# [WHAT YOU HAVE TO DO]
Put the lines of the records running from the line containing "target: green vegetation" up to and including the line containing "254 143 L 254" into a numbered list, leaving out any blank lines and adding nothing else.

—————

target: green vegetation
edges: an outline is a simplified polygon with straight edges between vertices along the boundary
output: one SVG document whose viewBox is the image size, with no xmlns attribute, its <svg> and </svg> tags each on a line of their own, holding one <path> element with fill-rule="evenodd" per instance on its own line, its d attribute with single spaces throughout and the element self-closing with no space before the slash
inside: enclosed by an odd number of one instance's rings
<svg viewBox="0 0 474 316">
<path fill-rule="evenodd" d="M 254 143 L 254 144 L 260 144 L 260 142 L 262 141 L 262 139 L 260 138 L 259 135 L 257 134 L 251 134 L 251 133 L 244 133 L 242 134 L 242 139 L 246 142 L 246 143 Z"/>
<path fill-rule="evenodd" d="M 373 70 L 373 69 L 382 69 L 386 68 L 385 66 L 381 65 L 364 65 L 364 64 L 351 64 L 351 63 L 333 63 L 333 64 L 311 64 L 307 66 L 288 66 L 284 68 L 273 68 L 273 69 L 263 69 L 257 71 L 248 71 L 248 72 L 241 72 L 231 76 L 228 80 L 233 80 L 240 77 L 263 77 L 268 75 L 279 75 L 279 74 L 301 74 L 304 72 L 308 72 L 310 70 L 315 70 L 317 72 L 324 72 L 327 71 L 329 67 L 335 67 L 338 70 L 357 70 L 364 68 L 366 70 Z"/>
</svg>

—————

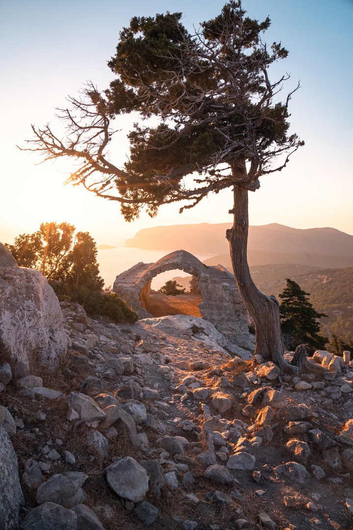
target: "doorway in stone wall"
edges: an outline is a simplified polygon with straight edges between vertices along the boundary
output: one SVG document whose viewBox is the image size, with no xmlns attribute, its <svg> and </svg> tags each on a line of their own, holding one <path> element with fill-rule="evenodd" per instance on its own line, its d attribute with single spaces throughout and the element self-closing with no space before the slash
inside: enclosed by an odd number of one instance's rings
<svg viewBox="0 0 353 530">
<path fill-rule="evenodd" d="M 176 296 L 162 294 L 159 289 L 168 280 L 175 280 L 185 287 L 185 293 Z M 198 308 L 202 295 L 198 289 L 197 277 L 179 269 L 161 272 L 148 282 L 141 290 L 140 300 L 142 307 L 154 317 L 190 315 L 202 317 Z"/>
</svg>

—————

# [WRITTEN ANSWER]
1. target: green vegetation
2. edges: an outline is a simplified polygon with straight edges between vertices along the boundary
3. output: one SVG document whose viewBox is the image size, with no xmlns attribute, its <svg> and </svg> tags each on a line of their own, holding one <path> element with fill-rule="evenodd" per instance on its own line, its d attribute with single spaces throughout and the element self-closing with no space before the slash
4. inside: enclosed by an odd number of one instance's rings
5. <svg viewBox="0 0 474 316">
6. <path fill-rule="evenodd" d="M 254 143 L 254 144 L 260 144 L 260 142 L 262 141 L 262 139 L 260 138 L 259 135 L 257 134 L 251 134 L 251 133 L 244 133 L 242 134 L 242 139 L 246 142 L 246 143 Z"/>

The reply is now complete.